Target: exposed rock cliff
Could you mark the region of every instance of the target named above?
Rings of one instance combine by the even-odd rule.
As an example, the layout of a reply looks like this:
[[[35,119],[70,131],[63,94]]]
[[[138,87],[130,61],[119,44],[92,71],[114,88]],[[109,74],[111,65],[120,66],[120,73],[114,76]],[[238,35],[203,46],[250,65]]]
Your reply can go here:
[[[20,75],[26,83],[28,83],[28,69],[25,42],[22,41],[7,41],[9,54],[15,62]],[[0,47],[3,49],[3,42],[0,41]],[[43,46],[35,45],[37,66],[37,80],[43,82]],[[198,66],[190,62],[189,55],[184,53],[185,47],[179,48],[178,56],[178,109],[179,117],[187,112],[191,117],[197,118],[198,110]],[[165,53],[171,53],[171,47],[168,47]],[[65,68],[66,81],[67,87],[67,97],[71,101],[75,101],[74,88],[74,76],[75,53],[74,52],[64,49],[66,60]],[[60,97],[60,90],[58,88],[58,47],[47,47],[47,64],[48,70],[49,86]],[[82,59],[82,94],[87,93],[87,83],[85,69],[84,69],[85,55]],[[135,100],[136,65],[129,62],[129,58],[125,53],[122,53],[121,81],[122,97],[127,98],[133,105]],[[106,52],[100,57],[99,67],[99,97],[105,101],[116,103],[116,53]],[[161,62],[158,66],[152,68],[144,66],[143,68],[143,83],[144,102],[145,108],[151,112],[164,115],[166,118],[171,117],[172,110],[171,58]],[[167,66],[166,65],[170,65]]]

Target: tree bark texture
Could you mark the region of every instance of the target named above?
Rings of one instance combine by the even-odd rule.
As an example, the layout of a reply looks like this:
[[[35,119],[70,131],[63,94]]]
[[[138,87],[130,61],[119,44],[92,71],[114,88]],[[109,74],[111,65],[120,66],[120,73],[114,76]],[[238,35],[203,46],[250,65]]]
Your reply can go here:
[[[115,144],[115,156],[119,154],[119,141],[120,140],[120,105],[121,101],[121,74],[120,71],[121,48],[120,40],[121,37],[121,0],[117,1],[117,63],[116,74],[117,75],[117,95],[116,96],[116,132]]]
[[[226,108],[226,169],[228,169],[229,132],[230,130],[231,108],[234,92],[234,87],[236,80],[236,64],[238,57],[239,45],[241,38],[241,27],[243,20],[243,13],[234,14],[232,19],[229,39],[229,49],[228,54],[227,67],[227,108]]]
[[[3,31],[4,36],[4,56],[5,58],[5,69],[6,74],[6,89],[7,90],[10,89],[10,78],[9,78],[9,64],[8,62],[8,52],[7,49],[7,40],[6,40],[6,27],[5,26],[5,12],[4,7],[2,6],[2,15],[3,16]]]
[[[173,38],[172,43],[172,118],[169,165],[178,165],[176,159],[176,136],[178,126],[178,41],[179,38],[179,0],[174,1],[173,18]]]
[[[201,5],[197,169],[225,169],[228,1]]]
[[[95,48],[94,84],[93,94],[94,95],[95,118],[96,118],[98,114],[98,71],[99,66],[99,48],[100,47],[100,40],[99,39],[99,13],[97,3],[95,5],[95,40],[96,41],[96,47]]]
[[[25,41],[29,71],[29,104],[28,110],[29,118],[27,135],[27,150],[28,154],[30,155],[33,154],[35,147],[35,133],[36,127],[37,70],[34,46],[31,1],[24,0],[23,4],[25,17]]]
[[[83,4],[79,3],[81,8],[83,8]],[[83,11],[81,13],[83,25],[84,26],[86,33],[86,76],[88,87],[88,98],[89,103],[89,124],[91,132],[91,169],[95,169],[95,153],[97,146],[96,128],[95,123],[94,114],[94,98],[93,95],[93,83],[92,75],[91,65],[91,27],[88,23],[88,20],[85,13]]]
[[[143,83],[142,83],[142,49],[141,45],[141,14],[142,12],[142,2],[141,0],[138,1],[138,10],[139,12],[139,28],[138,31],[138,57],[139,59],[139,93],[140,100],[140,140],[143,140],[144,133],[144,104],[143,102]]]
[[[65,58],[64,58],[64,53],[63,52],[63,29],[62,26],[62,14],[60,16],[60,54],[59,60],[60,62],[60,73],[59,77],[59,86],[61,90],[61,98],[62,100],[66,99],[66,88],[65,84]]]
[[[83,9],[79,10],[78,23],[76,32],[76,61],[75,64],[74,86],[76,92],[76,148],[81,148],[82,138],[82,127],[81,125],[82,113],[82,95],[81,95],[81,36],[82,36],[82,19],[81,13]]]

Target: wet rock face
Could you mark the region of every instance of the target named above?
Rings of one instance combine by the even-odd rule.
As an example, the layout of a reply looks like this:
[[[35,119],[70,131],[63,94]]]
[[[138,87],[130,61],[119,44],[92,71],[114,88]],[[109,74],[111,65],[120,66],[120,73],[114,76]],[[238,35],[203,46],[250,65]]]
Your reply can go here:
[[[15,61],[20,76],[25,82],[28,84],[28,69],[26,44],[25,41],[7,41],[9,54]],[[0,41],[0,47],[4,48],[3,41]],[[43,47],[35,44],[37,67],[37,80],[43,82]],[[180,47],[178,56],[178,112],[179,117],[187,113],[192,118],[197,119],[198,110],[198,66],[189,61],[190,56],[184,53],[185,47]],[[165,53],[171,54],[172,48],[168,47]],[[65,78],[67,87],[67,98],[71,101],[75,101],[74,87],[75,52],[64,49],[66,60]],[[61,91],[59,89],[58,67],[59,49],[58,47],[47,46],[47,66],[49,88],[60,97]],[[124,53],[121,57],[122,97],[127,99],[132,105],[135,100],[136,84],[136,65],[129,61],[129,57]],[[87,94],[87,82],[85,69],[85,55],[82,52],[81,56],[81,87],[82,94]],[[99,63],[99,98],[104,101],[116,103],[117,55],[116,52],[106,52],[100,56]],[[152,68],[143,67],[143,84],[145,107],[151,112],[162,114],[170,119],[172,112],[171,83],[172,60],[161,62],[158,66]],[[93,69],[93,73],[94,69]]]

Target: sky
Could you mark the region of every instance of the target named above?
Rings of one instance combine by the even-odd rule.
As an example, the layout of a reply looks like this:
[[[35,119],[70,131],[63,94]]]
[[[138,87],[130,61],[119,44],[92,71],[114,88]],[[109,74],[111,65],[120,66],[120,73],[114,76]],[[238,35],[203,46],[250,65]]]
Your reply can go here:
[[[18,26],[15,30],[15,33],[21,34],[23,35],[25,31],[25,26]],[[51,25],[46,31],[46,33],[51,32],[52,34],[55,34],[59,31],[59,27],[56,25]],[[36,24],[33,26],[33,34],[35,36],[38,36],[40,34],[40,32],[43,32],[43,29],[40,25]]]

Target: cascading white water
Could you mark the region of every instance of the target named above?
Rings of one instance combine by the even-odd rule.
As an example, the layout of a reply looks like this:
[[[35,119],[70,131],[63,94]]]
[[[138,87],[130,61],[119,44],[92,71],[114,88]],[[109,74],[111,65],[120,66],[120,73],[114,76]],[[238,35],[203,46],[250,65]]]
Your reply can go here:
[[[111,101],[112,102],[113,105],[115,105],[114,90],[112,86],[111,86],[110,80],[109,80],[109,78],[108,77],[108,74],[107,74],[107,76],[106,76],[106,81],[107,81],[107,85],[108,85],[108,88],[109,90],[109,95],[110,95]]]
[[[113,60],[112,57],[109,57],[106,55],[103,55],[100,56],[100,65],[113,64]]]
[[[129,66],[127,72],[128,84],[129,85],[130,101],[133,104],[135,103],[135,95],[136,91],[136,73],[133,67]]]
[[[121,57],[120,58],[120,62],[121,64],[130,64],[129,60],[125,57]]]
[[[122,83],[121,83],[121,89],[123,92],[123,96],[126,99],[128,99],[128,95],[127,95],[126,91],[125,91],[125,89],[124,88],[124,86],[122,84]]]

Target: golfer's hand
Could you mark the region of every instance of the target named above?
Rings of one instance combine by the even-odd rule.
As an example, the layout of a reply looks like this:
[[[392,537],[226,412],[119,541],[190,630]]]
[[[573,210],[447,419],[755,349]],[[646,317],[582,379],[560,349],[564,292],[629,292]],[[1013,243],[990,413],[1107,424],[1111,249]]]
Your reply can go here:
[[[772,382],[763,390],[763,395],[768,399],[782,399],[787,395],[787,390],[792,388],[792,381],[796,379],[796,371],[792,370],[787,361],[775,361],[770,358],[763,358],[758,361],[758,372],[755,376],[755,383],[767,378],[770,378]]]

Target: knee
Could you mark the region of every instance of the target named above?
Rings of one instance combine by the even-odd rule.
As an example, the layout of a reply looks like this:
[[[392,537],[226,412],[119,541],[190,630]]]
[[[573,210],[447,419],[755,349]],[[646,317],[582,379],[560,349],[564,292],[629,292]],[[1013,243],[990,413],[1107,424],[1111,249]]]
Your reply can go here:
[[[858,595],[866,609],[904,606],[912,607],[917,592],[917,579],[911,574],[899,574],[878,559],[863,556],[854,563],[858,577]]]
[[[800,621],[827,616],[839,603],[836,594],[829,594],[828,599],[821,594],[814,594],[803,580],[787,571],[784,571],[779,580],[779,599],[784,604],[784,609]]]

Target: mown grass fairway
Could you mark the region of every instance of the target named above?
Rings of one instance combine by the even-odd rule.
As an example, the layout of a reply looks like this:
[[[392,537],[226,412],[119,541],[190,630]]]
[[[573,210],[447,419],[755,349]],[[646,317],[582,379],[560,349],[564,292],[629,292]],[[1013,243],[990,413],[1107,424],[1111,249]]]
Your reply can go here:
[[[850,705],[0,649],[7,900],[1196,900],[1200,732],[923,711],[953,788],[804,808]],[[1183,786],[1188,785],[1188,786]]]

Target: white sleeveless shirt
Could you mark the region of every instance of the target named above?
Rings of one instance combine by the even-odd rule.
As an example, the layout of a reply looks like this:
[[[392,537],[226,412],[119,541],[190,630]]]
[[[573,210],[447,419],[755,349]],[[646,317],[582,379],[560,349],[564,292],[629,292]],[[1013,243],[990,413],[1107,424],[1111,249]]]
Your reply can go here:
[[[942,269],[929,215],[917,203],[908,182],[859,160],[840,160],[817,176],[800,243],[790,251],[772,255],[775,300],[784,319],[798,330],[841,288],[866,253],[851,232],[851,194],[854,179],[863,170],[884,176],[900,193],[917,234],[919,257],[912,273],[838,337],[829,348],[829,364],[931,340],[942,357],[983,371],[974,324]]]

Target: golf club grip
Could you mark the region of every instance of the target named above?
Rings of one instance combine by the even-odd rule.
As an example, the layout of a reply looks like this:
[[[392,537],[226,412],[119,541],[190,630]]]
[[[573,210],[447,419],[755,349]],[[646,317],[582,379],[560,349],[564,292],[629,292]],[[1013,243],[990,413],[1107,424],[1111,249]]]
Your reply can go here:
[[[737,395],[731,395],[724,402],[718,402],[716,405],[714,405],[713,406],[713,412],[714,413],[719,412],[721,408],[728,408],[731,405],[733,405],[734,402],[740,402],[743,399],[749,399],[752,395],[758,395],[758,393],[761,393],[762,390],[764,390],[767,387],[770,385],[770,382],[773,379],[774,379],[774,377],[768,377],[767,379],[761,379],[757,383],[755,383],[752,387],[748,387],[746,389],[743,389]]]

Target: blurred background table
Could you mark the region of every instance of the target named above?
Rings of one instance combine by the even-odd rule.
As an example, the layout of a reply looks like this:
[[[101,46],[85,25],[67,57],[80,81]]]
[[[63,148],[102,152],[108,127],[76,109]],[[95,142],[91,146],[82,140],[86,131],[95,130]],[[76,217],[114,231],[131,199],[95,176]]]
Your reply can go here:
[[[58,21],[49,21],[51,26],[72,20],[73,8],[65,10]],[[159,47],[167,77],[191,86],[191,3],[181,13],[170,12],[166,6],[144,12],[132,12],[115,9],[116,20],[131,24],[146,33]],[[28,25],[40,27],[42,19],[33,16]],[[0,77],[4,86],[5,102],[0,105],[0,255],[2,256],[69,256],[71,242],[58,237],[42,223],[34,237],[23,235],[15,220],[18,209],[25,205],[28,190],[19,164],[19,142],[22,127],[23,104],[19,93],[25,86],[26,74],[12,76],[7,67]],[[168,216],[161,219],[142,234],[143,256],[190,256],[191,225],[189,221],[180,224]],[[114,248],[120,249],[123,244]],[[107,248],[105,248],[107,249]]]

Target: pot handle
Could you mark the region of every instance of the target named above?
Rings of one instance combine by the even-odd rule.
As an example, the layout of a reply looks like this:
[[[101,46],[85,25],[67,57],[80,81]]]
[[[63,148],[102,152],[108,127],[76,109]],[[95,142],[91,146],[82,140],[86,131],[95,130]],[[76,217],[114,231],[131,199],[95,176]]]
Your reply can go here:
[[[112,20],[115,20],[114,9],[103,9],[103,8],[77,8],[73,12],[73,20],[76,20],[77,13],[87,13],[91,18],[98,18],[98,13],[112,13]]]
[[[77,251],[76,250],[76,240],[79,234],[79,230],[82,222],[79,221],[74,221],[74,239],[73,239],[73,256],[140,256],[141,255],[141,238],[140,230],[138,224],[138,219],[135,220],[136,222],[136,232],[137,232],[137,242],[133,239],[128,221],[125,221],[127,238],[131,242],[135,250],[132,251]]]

= = = = = = =

◆ Task instructions: Which lines of the data contain the string "rock"? Collect every one of them in full, and treat uppercase and lowercase letters as different.

◆ Response to this task:
Target: exposed rock cliff
Target: wet rock face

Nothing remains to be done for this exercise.